[THE DATA — start]
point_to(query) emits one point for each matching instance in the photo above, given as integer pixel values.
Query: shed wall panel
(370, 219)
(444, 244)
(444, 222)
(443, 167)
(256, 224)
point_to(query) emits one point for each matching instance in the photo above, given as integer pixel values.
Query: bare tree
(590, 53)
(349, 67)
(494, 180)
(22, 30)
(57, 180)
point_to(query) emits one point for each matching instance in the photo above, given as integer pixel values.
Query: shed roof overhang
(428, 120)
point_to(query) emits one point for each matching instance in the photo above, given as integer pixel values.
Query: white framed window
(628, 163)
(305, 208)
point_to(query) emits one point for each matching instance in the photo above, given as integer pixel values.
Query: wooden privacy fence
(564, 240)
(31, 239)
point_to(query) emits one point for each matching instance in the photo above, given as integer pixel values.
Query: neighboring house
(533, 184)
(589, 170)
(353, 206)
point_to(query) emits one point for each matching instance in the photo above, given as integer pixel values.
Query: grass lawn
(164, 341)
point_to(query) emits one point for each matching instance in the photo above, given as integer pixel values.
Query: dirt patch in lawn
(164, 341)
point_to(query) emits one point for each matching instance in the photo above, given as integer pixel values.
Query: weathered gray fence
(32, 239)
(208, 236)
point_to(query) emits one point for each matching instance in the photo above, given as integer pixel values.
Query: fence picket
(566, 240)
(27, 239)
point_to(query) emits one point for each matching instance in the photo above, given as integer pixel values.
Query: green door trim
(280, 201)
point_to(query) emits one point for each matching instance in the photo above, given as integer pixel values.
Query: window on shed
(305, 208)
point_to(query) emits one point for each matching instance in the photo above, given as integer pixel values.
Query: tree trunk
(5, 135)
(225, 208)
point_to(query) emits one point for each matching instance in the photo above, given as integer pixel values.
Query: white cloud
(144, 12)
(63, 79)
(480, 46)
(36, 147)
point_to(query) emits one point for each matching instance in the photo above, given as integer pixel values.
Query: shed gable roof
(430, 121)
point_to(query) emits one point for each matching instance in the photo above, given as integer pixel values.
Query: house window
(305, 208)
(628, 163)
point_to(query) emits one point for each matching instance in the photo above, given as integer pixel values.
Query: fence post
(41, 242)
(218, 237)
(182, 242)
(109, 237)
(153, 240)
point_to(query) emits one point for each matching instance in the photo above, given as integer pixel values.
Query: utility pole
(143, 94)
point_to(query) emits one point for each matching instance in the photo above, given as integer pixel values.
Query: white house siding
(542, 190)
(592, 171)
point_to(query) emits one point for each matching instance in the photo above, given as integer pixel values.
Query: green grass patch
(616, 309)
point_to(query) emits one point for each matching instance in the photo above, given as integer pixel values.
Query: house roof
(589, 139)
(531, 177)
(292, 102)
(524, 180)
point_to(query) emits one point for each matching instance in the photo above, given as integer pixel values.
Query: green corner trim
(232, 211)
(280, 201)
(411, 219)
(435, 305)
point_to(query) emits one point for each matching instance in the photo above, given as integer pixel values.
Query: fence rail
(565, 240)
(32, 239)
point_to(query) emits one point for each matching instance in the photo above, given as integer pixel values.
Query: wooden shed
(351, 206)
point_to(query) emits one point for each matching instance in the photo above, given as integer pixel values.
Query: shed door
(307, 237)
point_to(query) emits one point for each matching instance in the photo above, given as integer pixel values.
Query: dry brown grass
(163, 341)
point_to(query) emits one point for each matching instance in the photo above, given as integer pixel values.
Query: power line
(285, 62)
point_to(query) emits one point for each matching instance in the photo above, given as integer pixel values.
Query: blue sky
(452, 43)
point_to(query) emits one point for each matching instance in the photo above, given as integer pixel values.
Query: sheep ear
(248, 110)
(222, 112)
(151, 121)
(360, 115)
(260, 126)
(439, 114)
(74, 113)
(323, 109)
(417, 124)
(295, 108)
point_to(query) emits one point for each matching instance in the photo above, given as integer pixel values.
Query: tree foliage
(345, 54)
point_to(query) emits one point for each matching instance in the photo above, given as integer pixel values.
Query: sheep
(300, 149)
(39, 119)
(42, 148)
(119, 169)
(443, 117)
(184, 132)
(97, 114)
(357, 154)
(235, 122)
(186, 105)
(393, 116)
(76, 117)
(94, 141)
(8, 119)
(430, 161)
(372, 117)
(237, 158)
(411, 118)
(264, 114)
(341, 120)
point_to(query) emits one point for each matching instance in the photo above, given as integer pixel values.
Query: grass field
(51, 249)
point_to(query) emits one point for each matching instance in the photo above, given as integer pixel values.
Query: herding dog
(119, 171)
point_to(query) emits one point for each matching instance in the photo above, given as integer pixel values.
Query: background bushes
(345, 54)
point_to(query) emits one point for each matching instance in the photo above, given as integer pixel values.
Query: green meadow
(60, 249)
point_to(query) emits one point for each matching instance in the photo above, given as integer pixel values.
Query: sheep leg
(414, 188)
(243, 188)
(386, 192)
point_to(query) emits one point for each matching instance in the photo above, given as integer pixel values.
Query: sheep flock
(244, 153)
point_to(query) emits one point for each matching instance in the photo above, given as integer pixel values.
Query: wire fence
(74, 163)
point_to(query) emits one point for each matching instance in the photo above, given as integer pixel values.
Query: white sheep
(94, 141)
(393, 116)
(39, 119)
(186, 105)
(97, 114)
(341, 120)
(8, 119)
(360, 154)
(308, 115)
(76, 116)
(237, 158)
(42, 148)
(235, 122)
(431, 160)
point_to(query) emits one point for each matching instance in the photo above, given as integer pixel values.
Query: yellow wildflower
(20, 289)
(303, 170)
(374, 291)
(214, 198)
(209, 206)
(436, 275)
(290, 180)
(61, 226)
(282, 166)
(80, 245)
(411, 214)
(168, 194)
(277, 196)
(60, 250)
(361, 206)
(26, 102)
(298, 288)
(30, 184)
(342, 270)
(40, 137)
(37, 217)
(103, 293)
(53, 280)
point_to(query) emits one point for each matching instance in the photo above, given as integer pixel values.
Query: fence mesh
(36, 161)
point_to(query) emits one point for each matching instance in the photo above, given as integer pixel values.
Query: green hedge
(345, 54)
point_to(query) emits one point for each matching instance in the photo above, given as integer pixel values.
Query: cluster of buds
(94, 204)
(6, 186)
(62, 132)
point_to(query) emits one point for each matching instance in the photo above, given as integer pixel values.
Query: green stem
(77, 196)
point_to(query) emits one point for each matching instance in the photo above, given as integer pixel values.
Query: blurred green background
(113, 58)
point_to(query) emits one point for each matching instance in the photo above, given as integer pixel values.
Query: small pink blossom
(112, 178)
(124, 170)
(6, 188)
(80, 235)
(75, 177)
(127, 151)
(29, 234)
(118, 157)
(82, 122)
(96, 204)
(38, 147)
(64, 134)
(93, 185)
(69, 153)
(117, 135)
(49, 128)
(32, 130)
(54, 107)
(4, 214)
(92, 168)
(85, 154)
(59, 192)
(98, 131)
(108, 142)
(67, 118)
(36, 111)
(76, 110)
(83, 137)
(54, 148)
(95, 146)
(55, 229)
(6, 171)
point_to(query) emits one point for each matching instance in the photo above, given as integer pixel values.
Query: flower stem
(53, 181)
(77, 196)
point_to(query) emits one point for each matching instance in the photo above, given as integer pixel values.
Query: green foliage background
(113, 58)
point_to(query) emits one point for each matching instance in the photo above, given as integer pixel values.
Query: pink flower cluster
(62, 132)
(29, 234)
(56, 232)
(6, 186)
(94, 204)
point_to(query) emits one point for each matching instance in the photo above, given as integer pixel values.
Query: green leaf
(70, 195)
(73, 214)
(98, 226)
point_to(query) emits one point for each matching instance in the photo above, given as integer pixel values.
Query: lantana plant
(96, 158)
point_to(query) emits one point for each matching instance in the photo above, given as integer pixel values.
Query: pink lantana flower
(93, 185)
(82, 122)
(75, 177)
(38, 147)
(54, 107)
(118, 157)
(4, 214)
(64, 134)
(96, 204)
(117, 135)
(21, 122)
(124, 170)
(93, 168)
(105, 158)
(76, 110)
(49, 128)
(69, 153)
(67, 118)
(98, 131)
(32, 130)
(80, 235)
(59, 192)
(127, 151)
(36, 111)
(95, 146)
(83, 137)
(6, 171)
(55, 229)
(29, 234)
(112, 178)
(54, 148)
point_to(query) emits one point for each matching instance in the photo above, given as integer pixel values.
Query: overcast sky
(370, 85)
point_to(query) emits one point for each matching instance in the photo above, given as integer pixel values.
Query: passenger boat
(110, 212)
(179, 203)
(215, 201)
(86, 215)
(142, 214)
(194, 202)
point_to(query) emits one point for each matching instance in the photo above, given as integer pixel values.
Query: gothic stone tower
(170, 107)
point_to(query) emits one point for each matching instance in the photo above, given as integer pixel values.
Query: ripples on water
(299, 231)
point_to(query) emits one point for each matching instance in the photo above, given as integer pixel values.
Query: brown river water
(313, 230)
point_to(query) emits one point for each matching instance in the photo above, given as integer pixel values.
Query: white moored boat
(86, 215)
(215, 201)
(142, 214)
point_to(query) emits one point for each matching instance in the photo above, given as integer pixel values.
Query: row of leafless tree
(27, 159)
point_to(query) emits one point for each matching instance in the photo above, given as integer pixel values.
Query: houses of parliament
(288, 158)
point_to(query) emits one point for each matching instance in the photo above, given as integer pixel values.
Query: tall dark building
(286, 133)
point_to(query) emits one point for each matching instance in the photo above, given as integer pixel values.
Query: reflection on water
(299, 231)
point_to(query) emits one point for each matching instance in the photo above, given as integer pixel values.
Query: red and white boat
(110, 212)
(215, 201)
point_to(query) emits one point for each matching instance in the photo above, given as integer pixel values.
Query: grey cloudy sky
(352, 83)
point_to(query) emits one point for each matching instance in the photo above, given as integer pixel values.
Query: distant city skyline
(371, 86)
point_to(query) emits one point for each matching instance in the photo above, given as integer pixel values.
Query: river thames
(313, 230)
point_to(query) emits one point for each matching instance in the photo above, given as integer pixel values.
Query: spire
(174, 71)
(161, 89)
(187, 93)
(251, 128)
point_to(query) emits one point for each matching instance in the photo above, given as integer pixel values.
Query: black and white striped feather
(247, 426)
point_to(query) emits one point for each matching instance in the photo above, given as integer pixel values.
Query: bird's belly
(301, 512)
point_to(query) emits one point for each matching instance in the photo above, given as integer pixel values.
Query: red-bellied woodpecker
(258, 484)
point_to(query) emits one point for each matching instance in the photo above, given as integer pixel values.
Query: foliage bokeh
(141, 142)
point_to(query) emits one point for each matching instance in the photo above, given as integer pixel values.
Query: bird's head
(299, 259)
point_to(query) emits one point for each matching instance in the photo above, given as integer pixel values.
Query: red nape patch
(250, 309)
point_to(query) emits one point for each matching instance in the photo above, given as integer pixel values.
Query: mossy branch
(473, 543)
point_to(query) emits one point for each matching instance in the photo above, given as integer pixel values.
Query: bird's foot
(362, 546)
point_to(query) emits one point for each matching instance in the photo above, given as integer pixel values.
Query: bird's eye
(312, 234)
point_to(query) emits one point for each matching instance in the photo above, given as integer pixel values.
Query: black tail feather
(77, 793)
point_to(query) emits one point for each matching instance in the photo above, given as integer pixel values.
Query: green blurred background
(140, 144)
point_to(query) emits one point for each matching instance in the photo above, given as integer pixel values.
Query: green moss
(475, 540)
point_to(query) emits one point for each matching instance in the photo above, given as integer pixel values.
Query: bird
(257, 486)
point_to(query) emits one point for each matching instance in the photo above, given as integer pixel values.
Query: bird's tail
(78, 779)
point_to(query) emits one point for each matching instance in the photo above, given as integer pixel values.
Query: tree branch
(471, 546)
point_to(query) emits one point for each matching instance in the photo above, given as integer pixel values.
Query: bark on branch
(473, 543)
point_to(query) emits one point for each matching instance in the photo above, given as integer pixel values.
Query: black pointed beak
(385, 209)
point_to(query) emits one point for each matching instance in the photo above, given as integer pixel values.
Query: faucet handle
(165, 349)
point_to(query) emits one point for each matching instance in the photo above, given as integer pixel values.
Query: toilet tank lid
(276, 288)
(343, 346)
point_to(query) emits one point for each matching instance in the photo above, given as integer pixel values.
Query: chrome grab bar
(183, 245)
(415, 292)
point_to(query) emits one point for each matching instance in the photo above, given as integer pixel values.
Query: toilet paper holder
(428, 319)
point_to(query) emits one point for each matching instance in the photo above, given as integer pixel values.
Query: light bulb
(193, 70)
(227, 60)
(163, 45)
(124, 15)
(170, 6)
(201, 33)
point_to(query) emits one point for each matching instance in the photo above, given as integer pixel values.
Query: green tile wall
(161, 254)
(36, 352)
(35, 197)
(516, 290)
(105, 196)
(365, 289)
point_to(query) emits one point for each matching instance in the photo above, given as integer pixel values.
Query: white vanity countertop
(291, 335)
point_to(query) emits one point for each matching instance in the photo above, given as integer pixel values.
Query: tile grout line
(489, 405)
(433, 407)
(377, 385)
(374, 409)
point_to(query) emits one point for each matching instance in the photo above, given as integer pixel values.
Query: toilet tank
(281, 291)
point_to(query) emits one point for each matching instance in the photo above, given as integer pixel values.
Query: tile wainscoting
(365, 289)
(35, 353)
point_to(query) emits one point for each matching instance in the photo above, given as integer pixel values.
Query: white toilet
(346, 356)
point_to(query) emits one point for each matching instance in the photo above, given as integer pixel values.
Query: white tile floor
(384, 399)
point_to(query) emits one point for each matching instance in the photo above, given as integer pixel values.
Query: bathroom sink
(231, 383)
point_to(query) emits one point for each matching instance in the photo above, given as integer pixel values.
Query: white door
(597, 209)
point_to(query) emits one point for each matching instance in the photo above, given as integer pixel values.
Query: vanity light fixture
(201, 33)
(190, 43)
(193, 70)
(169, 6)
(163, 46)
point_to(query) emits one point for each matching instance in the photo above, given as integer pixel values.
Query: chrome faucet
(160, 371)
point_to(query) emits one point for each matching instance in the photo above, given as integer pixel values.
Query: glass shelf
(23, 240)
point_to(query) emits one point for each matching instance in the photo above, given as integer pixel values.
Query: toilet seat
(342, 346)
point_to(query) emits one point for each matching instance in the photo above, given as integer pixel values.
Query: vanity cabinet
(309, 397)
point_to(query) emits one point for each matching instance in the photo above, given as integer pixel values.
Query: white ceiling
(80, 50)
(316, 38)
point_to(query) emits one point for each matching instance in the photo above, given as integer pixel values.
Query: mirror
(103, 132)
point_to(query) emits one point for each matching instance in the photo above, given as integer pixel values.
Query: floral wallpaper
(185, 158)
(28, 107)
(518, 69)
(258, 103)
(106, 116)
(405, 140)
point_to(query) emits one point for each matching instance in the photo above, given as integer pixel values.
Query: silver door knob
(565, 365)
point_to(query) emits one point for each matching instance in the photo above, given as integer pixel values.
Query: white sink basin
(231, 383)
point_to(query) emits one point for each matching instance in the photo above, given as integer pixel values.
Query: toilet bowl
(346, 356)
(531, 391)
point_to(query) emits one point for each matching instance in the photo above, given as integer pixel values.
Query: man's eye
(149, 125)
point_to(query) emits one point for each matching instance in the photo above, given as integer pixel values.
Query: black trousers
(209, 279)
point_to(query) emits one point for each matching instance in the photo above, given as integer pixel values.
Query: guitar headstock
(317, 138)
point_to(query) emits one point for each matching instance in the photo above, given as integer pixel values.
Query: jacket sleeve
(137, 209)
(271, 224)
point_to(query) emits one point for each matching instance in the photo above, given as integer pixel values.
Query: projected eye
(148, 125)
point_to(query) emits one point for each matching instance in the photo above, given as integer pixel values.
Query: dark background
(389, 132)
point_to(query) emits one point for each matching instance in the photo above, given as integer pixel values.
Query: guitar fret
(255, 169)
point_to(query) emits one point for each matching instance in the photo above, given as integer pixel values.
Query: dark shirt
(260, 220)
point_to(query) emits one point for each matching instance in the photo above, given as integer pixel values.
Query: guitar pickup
[THE DATA — finish]
PROBLEM: Locate the line with "Query: projected eye" in the entries above; extract it and every line after it, verbatim.

THE COMPLETED TASK:
Query: projected eye
(148, 125)
point_to(query) emits one point for each matching instance in the photo above, given as integer pixel values.
Query: dark background
(389, 132)
point_to(query) emits one point for each matching instance in the photo above, given as integer pixel values.
Query: guitar fret
(255, 169)
point_to(query) emits one point for each matching instance in the photo above, given as integer pixel values.
Query: dark shirt
(260, 220)
point_to(query) emits one point for each matching instance in the photo above, given as integer pixel values.
Query: guitar pickup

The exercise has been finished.